• _Text to read_

BACKGROUND OF THE INVENTION

Field of Invention

This invention relates to a tyre pressure control system (TPCS) having a rotatable air passage. In particular this invention relates to a tyre pressure control system with a rotatable air passage on an agricultural vehicle or machine.

Description of Related Art

In order to improve efficiency and safety of an agricultural machine, or an agricultural vehicle such as an agricultural tractor, it Is necessary to change the pressure of the tyres depending on whether the tractor is operating, or on the road. When operating in the field, lower tyre pressures are required to reduce ground pressure and compaction and to improve the grip of the tyres with the earth. For road work, higher tyre pressures are required to reduce rolling resistance (which affects the efficiency of the tractor) and to reduce heat generation (which affects the safety of the tractor). The pressures of the tyres may typically be varied by 0.6 bar-2.5 bar when moving between field and road surfaces.

• _Listed entries_
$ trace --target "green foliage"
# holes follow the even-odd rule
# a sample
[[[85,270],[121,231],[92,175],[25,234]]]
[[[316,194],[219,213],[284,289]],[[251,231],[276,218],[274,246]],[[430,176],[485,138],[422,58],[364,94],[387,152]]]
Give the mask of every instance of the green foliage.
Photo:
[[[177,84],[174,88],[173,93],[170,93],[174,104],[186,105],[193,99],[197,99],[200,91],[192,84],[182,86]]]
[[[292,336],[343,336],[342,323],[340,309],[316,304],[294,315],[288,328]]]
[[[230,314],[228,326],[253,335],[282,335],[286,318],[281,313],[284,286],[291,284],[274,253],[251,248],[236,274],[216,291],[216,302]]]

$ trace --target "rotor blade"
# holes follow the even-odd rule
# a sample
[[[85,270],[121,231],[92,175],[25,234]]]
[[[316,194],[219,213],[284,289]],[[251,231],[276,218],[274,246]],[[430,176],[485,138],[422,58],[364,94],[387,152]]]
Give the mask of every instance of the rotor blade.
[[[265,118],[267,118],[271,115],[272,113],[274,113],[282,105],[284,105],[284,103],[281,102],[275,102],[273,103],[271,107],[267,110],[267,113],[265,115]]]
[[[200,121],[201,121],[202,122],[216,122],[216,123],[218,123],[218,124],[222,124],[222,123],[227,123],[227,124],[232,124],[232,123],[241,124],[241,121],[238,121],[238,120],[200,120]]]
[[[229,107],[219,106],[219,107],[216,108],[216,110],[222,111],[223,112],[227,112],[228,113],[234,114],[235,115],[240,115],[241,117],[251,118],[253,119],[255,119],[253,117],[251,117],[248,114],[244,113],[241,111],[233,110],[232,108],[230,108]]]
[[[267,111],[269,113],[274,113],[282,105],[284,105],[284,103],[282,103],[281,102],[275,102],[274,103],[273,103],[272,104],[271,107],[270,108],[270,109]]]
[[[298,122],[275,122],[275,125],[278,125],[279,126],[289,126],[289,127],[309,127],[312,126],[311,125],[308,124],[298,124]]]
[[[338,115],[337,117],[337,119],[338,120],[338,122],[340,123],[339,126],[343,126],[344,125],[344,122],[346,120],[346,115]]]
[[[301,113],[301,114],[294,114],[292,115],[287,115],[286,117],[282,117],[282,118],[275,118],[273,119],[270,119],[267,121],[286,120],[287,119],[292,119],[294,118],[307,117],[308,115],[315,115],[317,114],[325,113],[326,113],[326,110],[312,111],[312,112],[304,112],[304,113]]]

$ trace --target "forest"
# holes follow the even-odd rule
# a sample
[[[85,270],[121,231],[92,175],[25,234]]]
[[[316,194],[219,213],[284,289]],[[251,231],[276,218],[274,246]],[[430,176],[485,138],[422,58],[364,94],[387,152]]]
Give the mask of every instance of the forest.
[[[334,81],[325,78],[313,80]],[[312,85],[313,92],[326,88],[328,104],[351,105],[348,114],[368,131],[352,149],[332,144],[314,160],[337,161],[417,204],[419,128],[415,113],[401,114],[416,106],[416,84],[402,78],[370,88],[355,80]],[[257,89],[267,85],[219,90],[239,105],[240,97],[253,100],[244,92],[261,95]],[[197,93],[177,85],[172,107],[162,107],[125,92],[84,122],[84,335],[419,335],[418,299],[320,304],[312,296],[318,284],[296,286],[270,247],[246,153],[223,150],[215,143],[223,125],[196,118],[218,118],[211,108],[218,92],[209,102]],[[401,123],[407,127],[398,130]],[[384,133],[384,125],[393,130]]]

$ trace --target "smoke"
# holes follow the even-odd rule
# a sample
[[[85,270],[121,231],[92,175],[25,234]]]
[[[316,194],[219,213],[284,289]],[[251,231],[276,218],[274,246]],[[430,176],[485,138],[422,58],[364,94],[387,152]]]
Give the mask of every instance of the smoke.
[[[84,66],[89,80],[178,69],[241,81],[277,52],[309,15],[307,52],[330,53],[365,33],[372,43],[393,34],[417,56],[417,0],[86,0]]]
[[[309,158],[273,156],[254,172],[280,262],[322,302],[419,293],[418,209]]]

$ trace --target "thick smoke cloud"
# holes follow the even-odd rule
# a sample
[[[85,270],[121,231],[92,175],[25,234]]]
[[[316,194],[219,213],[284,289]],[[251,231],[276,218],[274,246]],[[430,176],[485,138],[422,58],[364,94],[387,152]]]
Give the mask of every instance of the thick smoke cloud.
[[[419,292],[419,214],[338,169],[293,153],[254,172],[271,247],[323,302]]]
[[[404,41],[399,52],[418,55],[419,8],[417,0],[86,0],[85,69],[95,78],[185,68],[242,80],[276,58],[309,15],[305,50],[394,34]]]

• _What to work on_
[1] Answer these questions from the invention background:
(a) What does the abbreviation TPCS stand for?
(b) What three effects does the text give for lower tire pressures in the field?
(c) By how much may the tire pressures typically be varied between field and road surfaces?
[2] Rewrite the invention background from "This invention relates to a tyre pressure control system (TPCS)" up to and including "vehicle or machine.", putting "rotary air channel" in place of "rotatable air passage".
These rows were drawn from a separate source.

• _Expected answers_
[1]
(a) Tyre pressure control system.
(b) They reduce ground pressure, reduce compaction and improve the grip of the tyres with the earth.
(c) By 0.6 bar-2.5 bar.

[2]
This invention relates to a tyre pressure control system (TPCS) having a rotary air channel. In particular this invention relates to a tyre pressure control system with a rotary air channel on an agricultural vehicle or machine.